- [WORK REQUEST]
The answer should be the lines from the one with "like x=769, y=600." through the final line of the entries, restated word for word.
======== WORKING DATA ========
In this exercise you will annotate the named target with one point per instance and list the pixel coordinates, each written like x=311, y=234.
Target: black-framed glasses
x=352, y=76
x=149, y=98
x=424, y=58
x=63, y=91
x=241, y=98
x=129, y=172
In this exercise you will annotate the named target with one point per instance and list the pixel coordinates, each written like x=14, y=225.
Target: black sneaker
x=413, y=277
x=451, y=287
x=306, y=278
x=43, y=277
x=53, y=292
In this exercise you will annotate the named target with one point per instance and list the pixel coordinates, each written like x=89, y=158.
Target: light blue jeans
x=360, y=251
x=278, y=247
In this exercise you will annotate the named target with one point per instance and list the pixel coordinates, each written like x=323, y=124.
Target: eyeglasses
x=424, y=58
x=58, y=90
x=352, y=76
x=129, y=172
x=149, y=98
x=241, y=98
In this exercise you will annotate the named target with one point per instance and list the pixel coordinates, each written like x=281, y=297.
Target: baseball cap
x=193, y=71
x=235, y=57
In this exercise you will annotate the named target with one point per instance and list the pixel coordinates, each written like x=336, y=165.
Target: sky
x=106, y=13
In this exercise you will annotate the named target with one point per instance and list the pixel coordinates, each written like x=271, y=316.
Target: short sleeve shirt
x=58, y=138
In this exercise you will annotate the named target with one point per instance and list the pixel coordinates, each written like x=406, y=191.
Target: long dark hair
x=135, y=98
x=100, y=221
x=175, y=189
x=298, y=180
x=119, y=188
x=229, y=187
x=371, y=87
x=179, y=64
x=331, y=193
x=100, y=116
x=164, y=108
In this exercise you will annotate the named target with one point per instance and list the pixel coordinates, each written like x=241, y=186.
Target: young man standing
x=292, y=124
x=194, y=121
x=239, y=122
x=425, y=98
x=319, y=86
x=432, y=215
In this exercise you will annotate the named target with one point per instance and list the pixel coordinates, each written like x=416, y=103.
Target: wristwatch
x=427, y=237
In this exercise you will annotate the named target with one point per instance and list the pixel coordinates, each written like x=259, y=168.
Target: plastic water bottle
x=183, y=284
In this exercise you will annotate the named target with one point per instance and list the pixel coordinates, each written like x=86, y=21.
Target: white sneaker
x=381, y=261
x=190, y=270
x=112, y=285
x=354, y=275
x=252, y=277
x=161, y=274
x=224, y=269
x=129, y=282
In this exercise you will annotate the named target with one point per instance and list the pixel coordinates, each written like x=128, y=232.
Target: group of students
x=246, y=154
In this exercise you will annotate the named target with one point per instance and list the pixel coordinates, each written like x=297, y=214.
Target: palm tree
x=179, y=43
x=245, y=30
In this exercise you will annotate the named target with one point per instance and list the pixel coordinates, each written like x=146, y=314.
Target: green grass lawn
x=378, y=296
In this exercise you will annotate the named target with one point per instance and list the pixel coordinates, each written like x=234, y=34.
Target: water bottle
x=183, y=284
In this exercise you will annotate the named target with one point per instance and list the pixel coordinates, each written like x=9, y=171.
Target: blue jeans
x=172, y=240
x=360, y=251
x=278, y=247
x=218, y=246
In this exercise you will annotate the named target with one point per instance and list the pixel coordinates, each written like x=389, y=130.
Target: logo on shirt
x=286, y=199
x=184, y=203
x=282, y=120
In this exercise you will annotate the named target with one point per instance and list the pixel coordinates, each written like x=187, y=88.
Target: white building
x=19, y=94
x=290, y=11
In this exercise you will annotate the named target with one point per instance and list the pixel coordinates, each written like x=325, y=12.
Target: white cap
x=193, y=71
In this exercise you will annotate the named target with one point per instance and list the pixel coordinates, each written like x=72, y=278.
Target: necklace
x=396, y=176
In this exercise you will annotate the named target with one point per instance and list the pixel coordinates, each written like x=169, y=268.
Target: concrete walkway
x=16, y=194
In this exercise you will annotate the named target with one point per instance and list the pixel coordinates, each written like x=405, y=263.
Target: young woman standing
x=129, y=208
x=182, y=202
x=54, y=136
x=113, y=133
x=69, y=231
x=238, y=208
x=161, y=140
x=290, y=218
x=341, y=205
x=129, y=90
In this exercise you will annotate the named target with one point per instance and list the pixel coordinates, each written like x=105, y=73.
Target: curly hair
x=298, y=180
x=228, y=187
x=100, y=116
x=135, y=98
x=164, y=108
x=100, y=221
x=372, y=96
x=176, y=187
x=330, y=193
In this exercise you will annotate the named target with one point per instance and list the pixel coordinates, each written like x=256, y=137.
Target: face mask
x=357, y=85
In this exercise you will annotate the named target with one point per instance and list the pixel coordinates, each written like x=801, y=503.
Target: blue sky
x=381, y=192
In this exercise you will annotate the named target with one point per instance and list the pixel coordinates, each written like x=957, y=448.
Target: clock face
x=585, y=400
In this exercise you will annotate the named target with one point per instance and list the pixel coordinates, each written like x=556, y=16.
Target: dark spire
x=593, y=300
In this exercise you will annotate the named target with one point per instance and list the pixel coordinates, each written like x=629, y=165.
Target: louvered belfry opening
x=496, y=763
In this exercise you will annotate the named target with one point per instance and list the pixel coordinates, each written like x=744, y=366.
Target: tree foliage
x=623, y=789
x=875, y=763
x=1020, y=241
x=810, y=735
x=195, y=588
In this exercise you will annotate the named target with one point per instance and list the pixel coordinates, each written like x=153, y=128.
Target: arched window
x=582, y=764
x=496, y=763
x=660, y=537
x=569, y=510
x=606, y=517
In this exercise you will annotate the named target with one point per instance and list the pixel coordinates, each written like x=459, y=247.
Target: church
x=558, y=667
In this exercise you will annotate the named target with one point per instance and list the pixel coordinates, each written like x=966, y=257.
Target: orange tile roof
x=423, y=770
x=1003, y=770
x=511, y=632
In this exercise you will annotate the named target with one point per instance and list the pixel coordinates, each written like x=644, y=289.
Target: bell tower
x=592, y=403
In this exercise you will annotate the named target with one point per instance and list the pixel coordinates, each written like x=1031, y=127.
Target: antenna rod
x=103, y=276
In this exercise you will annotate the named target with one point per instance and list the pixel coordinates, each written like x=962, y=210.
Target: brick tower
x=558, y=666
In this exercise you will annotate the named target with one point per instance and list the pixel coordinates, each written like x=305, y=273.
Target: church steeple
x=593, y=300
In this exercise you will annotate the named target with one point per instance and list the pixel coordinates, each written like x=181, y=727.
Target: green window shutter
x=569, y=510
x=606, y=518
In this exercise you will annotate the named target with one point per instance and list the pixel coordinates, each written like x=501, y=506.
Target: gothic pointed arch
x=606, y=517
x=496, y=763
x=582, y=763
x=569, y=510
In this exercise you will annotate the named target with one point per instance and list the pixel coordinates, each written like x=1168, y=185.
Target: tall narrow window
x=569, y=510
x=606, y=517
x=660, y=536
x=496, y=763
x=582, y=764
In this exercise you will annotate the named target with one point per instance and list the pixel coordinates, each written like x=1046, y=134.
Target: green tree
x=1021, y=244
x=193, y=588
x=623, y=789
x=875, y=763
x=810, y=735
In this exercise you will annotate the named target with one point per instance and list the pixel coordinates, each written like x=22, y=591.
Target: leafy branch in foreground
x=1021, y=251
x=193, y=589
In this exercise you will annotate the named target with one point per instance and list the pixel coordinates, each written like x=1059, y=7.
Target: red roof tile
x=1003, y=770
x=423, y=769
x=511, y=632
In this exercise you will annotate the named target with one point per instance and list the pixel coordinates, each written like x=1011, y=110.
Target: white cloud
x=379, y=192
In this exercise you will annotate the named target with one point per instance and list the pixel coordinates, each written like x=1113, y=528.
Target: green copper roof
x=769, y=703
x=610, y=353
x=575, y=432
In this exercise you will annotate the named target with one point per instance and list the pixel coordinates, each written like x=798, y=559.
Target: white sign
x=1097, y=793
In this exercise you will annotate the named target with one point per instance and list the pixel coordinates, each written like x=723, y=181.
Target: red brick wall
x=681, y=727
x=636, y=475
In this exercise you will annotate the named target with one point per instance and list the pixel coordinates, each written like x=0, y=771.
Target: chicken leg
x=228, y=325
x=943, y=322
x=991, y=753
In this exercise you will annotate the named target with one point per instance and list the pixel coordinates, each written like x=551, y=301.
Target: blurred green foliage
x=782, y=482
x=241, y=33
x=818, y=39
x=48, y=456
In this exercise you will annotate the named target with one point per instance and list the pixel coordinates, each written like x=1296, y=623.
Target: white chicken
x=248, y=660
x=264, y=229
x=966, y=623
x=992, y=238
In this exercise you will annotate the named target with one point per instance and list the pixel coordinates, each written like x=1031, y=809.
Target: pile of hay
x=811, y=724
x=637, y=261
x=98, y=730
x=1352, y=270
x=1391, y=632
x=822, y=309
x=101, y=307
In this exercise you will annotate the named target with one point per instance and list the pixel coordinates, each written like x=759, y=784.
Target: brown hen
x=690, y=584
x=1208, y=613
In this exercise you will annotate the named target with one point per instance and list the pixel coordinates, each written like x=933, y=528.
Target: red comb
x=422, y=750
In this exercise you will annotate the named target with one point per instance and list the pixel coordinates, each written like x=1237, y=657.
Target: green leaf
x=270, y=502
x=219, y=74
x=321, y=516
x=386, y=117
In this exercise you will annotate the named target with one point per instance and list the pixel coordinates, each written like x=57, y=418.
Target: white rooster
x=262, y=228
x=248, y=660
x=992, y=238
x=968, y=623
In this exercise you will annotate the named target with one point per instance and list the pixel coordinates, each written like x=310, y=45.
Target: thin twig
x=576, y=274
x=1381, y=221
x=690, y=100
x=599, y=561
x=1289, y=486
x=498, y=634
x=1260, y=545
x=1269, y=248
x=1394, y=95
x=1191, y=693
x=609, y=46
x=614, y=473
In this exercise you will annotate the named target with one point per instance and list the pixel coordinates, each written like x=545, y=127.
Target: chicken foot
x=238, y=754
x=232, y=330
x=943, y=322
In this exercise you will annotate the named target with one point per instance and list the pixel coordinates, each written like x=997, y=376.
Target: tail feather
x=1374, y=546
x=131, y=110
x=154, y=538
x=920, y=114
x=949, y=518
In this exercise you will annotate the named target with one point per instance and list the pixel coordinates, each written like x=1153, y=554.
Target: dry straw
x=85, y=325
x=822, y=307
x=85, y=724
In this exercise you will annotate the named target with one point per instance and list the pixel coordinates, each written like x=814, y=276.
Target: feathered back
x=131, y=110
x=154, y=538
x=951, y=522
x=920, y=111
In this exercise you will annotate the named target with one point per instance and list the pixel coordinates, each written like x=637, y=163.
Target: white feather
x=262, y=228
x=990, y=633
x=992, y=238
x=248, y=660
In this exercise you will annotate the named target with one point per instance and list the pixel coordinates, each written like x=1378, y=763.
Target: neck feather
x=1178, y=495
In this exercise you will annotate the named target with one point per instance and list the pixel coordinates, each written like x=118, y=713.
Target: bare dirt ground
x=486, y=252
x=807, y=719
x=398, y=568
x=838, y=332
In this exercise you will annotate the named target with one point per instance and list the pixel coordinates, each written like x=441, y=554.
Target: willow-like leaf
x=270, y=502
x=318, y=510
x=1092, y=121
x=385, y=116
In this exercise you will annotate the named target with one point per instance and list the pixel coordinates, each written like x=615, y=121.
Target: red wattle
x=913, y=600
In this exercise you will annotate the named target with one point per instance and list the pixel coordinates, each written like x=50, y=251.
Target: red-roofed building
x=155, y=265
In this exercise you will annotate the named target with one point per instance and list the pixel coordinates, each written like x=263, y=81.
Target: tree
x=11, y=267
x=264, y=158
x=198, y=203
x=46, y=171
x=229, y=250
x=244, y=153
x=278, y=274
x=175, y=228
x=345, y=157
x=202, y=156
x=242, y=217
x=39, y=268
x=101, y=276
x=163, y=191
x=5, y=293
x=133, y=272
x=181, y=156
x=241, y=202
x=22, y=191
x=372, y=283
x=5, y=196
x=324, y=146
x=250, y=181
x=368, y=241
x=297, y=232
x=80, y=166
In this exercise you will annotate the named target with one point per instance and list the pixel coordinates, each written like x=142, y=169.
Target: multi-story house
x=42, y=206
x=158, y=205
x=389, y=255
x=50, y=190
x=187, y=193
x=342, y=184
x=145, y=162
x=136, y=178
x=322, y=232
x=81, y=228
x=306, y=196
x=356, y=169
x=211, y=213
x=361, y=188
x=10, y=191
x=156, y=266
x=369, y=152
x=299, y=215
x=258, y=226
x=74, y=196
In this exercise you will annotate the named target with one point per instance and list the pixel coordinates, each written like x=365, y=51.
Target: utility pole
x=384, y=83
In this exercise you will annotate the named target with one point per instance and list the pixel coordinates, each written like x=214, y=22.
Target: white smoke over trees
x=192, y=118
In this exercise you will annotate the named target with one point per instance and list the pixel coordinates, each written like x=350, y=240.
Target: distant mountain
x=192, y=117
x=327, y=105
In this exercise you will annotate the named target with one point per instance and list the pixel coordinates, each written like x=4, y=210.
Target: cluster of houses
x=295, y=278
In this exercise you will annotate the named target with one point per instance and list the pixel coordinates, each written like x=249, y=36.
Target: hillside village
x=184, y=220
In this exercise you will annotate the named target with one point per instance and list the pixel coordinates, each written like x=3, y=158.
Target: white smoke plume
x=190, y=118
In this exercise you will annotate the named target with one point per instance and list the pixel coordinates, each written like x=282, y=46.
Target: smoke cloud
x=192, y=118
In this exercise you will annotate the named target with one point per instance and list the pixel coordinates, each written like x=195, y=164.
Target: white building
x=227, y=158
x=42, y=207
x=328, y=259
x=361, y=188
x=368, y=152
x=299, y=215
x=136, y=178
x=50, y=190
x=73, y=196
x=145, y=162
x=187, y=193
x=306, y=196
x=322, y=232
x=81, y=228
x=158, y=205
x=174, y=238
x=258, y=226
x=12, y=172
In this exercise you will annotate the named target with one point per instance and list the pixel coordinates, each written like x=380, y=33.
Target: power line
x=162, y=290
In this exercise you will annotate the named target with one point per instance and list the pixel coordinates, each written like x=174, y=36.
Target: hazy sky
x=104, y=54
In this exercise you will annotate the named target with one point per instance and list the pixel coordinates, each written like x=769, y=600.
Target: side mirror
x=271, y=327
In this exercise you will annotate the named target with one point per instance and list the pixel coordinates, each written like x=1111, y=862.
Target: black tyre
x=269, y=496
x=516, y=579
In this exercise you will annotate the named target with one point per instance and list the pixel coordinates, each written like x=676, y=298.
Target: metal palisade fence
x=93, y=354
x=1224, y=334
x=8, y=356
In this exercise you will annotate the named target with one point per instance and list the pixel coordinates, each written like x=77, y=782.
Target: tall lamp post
========
- [RESPONSE AREA]
In this exercise you will annotate the named target with one point per instance and list the pixel coordinates, each written like x=769, y=600.
Target: side mirror
x=271, y=327
In this exercise you will annotate the named target with one point per instance and list the pixel coordinates, each written like x=1111, y=862.
Target: black tyre
x=269, y=496
x=516, y=579
In this exercise you will annotate the named target with one point per instance and list the pixel coordinates, each written like x=676, y=298.
Target: metal palisade fence
x=93, y=354
x=1224, y=334
x=8, y=356
In this exercise you will annotate the named target with one point per instance and list the pixel coordinates, each written like x=77, y=782.
Target: tall lamp post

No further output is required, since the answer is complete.